*WHAT IS NEEDED*. Below are some records. Print exactly the lines between the one holding "Target: gravel ground" and the one holding "of the leafy", inclusive, and nothing else.

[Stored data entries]

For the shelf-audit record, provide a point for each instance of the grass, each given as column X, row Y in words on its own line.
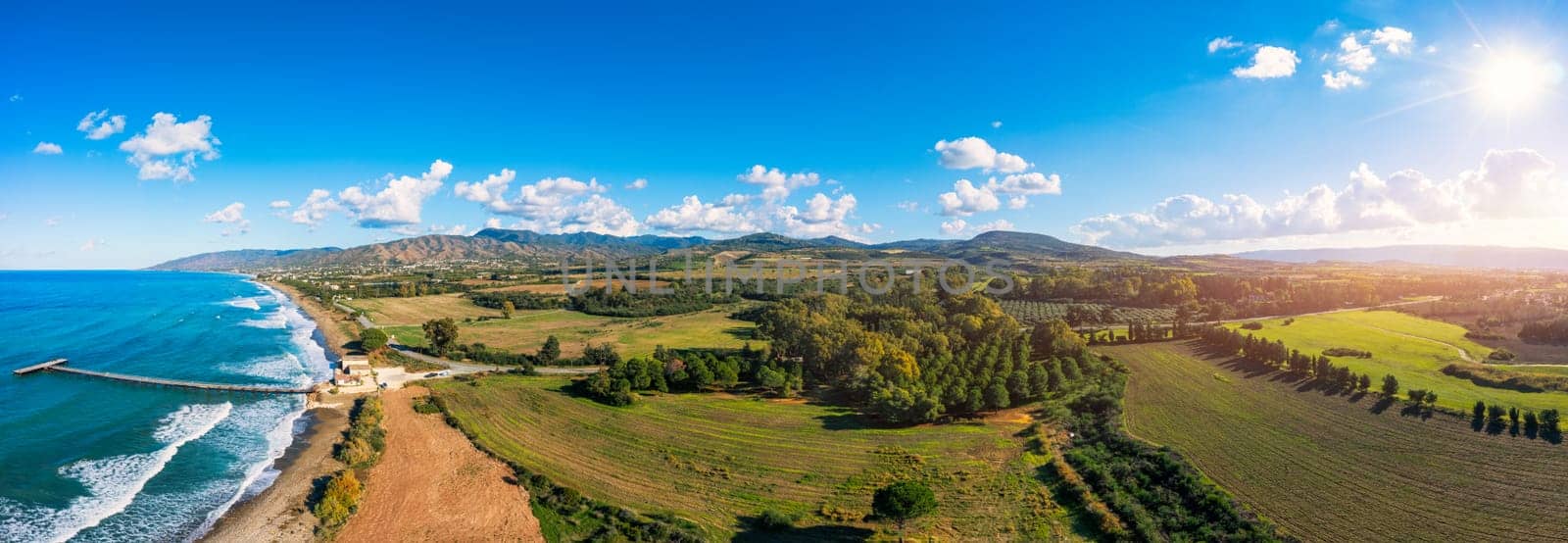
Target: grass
column 1329, row 468
column 631, row 336
column 718, row 459
column 1411, row 349
column 419, row 310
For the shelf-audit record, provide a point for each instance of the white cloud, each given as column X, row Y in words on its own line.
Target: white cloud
column 396, row 204
column 1222, row 44
column 1341, row 80
column 694, row 216
column 823, row 216
column 1396, row 39
column 775, row 184
column 99, row 124
column 963, row 227
column 314, row 209
column 974, row 153
column 1509, row 184
column 966, row 200
column 1269, row 62
column 1355, row 55
column 1029, row 184
column 227, row 216
column 169, row 148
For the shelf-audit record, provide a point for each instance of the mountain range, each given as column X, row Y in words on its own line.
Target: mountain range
column 524, row 245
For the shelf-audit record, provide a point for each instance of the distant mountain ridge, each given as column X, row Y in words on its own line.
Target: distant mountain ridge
column 1473, row 256
column 504, row 243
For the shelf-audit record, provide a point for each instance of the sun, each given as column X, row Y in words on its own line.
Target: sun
column 1513, row 80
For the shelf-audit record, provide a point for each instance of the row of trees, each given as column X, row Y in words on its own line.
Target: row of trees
column 1490, row 418
column 1546, row 331
column 1152, row 491
column 686, row 370
column 913, row 355
column 1277, row 355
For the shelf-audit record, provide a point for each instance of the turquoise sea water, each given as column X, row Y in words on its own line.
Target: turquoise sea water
column 94, row 460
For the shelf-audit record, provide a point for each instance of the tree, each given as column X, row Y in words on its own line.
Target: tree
column 1054, row 338
column 372, row 339
column 441, row 333
column 551, row 350
column 904, row 501
column 1390, row 385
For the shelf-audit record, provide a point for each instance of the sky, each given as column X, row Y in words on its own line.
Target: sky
column 132, row 133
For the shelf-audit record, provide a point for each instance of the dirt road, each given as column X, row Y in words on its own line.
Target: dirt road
column 431, row 485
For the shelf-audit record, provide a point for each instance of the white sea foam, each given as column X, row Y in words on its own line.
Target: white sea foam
column 274, row 319
column 112, row 482
column 243, row 303
column 261, row 474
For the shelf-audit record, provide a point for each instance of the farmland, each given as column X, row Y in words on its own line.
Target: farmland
column 1029, row 311
column 631, row 336
column 1408, row 347
column 1330, row 468
column 715, row 459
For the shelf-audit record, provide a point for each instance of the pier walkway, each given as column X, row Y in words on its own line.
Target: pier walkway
column 60, row 366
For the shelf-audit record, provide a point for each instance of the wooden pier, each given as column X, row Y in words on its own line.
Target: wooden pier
column 60, row 366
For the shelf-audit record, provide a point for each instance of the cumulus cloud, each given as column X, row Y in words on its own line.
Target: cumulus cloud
column 1222, row 44
column 232, row 214
column 169, row 149
column 823, row 216
column 963, row 227
column 99, row 124
column 1353, row 55
column 1341, row 80
column 1509, row 184
column 974, row 153
column 775, row 184
column 399, row 203
column 227, row 216
column 1395, row 39
column 314, row 209
column 1269, row 62
column 694, row 216
column 966, row 200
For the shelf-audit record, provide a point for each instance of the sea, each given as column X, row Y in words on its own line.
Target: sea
column 94, row 460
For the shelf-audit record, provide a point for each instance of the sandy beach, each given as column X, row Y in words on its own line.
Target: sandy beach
column 279, row 512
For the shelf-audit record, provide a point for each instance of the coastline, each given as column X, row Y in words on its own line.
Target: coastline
column 279, row 514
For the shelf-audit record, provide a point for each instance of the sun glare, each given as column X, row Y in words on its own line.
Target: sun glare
column 1513, row 80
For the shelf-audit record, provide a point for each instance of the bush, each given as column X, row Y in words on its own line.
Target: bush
column 773, row 519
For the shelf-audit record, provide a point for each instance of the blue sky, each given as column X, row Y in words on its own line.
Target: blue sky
column 1128, row 125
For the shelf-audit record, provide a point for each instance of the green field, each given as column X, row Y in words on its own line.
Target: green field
column 1329, row 468
column 715, row 457
column 1411, row 349
column 631, row 336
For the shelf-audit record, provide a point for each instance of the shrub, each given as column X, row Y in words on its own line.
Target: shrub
column 773, row 519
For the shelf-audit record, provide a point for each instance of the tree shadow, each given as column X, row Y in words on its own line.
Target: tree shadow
column 800, row 534
column 1382, row 405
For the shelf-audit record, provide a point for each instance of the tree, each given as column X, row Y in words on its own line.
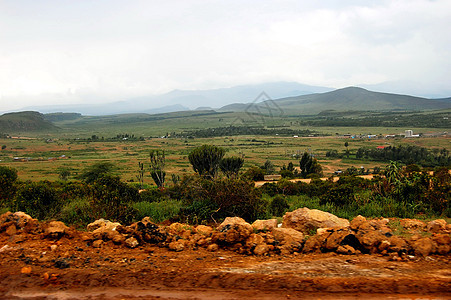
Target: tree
column 140, row 175
column 230, row 166
column 347, row 150
column 205, row 160
column 157, row 163
column 64, row 174
column 309, row 165
column 95, row 171
column 8, row 178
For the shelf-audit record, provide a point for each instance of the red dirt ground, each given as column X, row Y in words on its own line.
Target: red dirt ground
column 30, row 269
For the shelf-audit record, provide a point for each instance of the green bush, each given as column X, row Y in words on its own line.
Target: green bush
column 111, row 199
column 205, row 160
column 38, row 199
column 8, row 177
column 157, row 211
column 278, row 206
column 77, row 212
column 220, row 198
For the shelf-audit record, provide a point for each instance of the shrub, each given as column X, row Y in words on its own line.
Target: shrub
column 230, row 166
column 278, row 206
column 77, row 212
column 216, row 199
column 205, row 160
column 8, row 177
column 157, row 211
column 255, row 174
column 111, row 198
column 38, row 199
column 95, row 171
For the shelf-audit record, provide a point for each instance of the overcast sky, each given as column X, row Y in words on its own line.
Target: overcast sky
column 106, row 50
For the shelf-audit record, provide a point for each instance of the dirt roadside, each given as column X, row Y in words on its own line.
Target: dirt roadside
column 33, row 268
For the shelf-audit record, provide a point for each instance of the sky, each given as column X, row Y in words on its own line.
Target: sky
column 82, row 51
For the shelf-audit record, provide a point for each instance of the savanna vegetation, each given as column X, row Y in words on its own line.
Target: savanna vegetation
column 200, row 167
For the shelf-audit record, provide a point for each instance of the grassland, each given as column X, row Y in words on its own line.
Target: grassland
column 74, row 140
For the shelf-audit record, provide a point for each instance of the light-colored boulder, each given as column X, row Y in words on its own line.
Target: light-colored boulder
column 233, row 230
column 102, row 223
column 176, row 246
column 203, row 230
column 308, row 220
column 55, row 229
column 288, row 236
column 131, row 242
column 436, row 225
column 260, row 225
column 412, row 224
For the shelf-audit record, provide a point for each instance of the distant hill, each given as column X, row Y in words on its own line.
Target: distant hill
column 183, row 100
column 24, row 121
column 351, row 98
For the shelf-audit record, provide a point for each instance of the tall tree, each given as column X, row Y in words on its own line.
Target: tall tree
column 230, row 166
column 157, row 163
column 309, row 165
column 205, row 160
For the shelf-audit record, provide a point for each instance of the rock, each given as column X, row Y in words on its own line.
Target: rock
column 118, row 239
column 412, row 224
column 203, row 230
column 436, row 225
column 423, row 247
column 146, row 231
column 233, row 230
column 254, row 240
column 176, row 246
column 357, row 222
column 213, row 247
column 346, row 249
column 261, row 225
column 308, row 220
column 371, row 240
column 102, row 223
column 55, row 229
column 20, row 219
column 131, row 242
column 97, row 243
column 313, row 244
column 261, row 249
column 11, row 230
column 289, row 237
column 397, row 244
column 443, row 243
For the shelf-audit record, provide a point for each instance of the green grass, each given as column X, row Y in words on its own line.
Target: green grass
column 158, row 211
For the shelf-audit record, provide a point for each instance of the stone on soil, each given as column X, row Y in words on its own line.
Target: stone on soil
column 307, row 220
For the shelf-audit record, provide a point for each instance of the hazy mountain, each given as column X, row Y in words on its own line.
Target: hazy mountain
column 24, row 121
column 179, row 100
column 351, row 98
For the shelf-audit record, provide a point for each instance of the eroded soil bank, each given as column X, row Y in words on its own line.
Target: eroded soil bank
column 40, row 260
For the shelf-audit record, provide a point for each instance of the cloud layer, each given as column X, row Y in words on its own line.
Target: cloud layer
column 84, row 51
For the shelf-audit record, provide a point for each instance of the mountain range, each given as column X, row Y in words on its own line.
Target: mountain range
column 283, row 98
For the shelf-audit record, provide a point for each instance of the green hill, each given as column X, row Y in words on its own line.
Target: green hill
column 351, row 98
column 24, row 121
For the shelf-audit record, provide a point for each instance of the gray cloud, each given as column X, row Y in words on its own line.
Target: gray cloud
column 88, row 51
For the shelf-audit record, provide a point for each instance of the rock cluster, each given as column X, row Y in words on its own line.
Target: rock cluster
column 302, row 231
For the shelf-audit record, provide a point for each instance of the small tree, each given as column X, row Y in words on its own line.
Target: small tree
column 157, row 163
column 140, row 175
column 96, row 171
column 309, row 165
column 230, row 166
column 64, row 174
column 8, row 178
column 205, row 160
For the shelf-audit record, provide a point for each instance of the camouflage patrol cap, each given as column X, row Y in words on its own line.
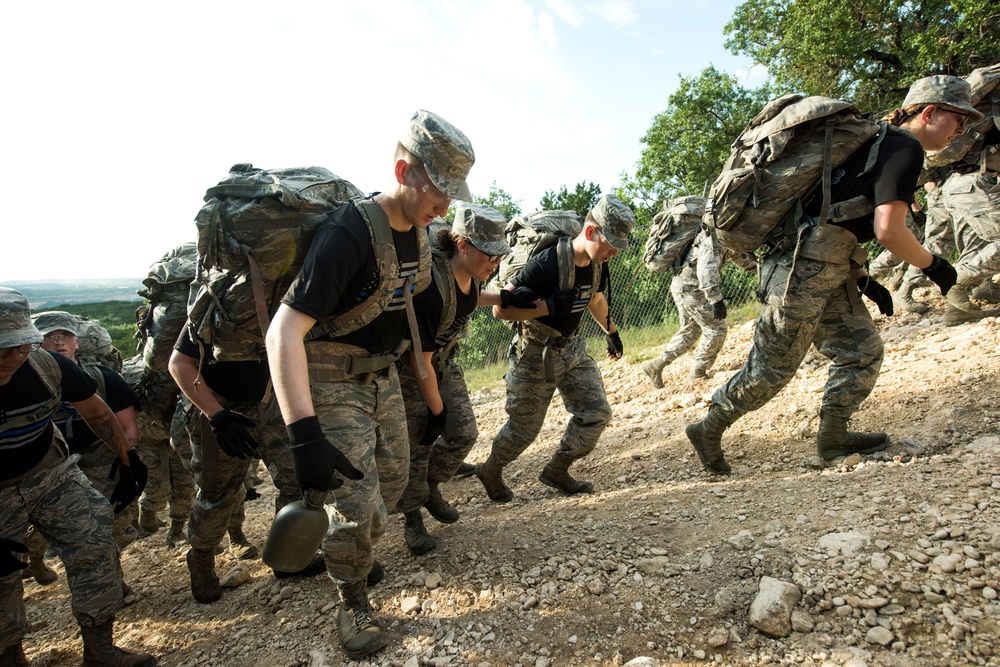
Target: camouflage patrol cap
column 15, row 320
column 444, row 150
column 482, row 225
column 615, row 219
column 56, row 320
column 942, row 89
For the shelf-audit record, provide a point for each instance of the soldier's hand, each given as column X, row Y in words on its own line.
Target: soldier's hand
column 719, row 310
column 232, row 434
column 615, row 347
column 435, row 427
column 127, row 488
column 879, row 295
column 9, row 563
column 561, row 302
column 519, row 297
column 942, row 273
column 315, row 459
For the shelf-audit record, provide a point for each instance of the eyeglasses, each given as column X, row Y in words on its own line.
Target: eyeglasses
column 961, row 114
column 429, row 188
column 23, row 350
column 493, row 259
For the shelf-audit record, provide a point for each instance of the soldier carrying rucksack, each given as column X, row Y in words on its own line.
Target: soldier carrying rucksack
column 809, row 280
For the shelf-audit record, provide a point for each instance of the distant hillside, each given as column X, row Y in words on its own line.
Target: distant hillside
column 47, row 294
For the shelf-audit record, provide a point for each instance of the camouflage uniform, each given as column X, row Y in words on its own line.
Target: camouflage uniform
column 220, row 477
column 544, row 359
column 695, row 291
column 53, row 494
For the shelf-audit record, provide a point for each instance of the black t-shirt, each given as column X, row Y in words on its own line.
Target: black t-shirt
column 237, row 381
column 340, row 271
column 21, row 449
column 541, row 275
column 117, row 394
column 429, row 307
column 893, row 178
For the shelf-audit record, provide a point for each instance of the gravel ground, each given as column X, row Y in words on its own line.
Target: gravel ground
column 892, row 559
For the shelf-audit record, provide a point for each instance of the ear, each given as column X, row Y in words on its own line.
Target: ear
column 402, row 170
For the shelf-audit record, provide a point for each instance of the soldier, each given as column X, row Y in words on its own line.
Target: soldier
column 96, row 460
column 439, row 416
column 231, row 420
column 549, row 353
column 810, row 292
column 701, row 310
column 40, row 484
column 353, row 300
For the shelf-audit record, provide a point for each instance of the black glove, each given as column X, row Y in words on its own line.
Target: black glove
column 435, row 427
column 9, row 563
column 942, row 273
column 561, row 302
column 519, row 297
column 615, row 347
column 127, row 489
column 719, row 310
column 315, row 459
column 230, row 429
column 879, row 295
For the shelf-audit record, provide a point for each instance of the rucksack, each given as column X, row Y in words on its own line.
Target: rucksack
column 787, row 151
column 969, row 147
column 528, row 235
column 672, row 234
column 253, row 234
column 96, row 346
column 160, row 320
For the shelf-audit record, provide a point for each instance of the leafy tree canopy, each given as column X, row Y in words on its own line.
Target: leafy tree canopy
column 687, row 144
column 583, row 198
column 865, row 51
column 502, row 201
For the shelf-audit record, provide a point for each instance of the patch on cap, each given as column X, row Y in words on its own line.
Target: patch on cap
column 615, row 219
column 444, row 150
column 943, row 89
column 15, row 320
column 482, row 225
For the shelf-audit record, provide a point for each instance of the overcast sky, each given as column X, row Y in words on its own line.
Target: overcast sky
column 120, row 115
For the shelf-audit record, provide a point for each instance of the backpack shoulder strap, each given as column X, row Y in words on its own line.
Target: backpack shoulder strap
column 48, row 371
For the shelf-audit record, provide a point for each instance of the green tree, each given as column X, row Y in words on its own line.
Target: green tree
column 581, row 200
column 501, row 200
column 868, row 52
column 688, row 143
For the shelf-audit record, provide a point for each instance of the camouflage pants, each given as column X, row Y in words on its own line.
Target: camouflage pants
column 438, row 461
column 96, row 466
column 528, row 396
column 822, row 307
column 697, row 320
column 170, row 479
column 974, row 202
column 367, row 422
column 220, row 477
column 75, row 519
column 938, row 235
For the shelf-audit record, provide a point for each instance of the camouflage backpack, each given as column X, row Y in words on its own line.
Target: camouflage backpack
column 672, row 233
column 160, row 320
column 253, row 234
column 528, row 235
column 787, row 151
column 970, row 147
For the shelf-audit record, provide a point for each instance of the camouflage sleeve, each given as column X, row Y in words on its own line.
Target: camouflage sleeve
column 708, row 268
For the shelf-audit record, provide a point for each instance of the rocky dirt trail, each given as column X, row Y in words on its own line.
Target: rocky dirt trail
column 889, row 560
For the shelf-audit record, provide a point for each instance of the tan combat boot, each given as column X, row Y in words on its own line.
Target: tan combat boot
column 358, row 633
column 100, row 651
column 556, row 474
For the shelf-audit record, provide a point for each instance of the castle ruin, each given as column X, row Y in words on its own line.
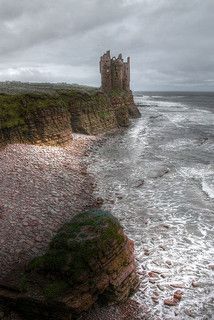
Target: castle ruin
column 115, row 73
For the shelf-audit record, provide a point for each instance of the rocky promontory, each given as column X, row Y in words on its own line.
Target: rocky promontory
column 47, row 115
column 89, row 260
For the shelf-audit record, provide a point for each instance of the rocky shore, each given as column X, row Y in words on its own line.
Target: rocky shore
column 44, row 183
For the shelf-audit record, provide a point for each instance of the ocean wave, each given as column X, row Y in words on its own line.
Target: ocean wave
column 208, row 188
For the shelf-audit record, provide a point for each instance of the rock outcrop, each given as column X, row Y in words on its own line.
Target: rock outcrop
column 49, row 119
column 33, row 118
column 89, row 260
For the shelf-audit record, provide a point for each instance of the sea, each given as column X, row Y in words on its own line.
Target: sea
column 157, row 178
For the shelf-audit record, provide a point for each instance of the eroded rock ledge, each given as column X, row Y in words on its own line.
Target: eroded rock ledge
column 89, row 260
column 49, row 118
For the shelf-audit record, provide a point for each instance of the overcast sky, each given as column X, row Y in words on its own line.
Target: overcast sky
column 170, row 42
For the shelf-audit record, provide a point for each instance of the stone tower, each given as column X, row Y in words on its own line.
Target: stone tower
column 115, row 73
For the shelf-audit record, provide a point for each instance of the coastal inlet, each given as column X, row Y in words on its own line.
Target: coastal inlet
column 157, row 178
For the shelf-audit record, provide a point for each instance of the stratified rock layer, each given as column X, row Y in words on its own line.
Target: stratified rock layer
column 49, row 119
column 89, row 260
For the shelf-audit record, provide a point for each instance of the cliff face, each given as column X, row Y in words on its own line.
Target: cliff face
column 32, row 118
column 49, row 119
column 89, row 260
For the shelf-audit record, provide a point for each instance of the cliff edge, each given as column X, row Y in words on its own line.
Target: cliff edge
column 48, row 117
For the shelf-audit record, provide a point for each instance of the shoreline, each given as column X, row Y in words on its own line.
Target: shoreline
column 37, row 184
column 83, row 147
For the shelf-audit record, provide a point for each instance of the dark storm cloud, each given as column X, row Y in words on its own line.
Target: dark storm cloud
column 170, row 42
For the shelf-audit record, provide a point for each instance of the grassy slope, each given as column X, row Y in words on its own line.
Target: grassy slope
column 17, row 99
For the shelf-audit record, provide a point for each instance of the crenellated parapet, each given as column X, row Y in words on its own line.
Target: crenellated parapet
column 115, row 73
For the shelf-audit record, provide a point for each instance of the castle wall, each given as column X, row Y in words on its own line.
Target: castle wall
column 115, row 73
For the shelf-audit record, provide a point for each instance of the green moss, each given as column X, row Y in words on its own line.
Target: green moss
column 70, row 254
column 23, row 283
column 54, row 289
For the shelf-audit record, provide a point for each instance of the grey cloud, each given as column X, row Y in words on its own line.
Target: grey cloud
column 170, row 42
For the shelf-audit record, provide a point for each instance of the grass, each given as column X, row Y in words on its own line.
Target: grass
column 70, row 254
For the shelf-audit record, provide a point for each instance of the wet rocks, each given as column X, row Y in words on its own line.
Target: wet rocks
column 177, row 296
column 89, row 260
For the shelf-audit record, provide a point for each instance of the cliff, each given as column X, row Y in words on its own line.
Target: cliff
column 89, row 260
column 49, row 117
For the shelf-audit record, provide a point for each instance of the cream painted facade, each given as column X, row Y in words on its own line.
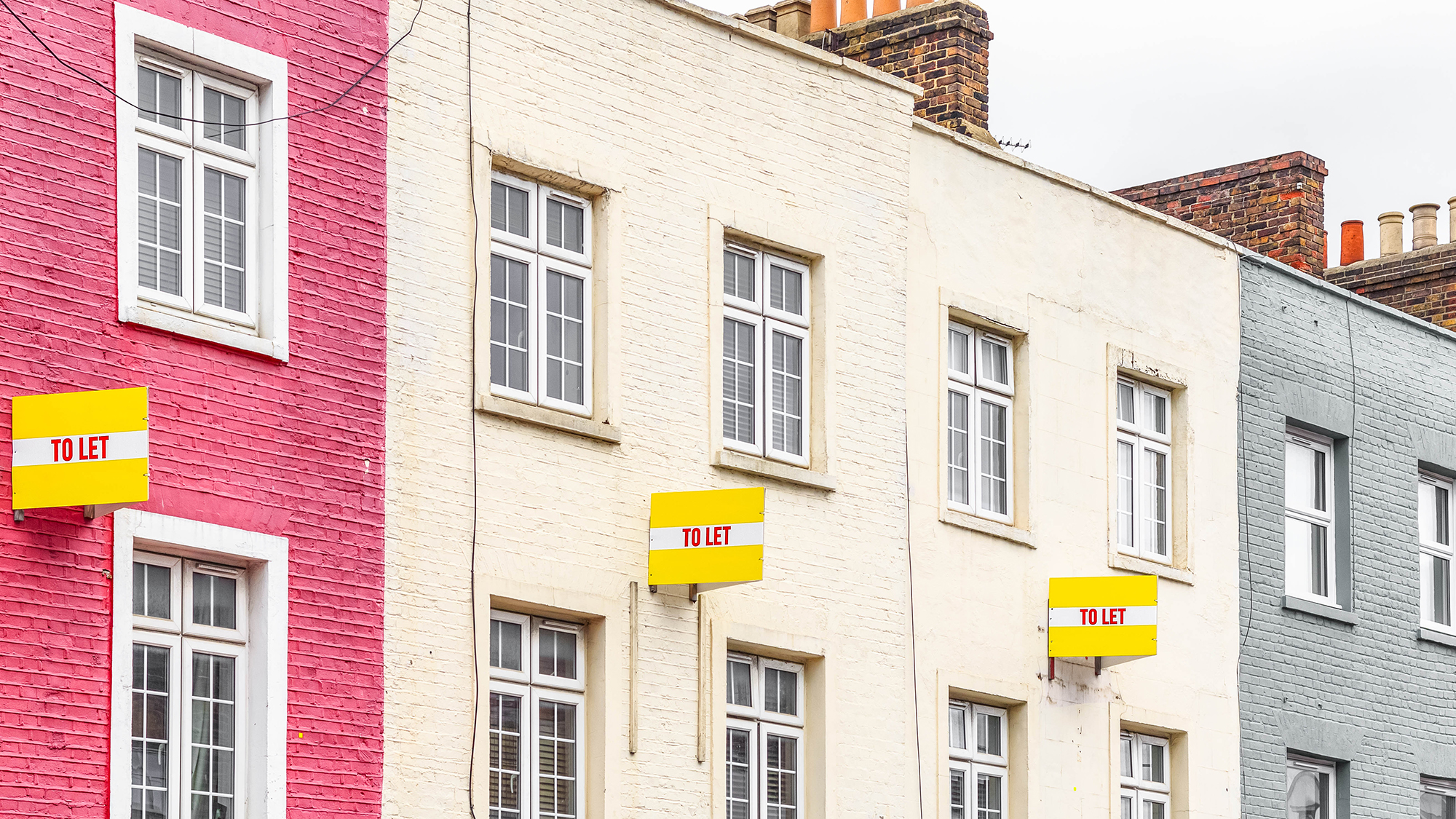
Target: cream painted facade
column 688, row 132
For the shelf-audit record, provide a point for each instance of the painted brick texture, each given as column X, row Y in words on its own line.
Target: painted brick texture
column 1422, row 283
column 941, row 47
column 1315, row 355
column 285, row 449
column 1272, row 206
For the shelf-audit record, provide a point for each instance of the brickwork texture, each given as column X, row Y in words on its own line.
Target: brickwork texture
column 1272, row 206
column 1371, row 694
column 285, row 449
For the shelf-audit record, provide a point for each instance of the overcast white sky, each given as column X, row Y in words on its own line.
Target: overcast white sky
column 1133, row 91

*RESPONSE AREA*.
Target: gravel ground
column 892, row 559
For the shelf-audit record, provide a point for each instance of the ear, each given as column X, row Y in words on its own line.
Target: ear
column 402, row 170
For the shelf-audit record, provide a point for each instance of the soldier, each given as column X, row Y in words on its own line.
Target: soldier
column 96, row 460
column 439, row 416
column 231, row 420
column 549, row 353
column 810, row 292
column 701, row 310
column 40, row 484
column 353, row 300
For the shelf-audit record, provide a point for each instance of the black glove, each given as column X, row Y in words on its own line.
Target: black glove
column 435, row 427
column 9, row 563
column 942, row 273
column 561, row 302
column 519, row 297
column 615, row 347
column 127, row 489
column 719, row 310
column 315, row 459
column 230, row 429
column 879, row 295
For the shelf-audit record, provide a point for each instance of the rucksack, each given as column X, row Y in words on its own line.
Target: rucksack
column 787, row 151
column 969, row 147
column 528, row 235
column 672, row 234
column 253, row 234
column 96, row 346
column 160, row 320
For the shelf-audit record, provide a point for each instance of the leafy tree canopy, each given as column X, row Y in words on its own line.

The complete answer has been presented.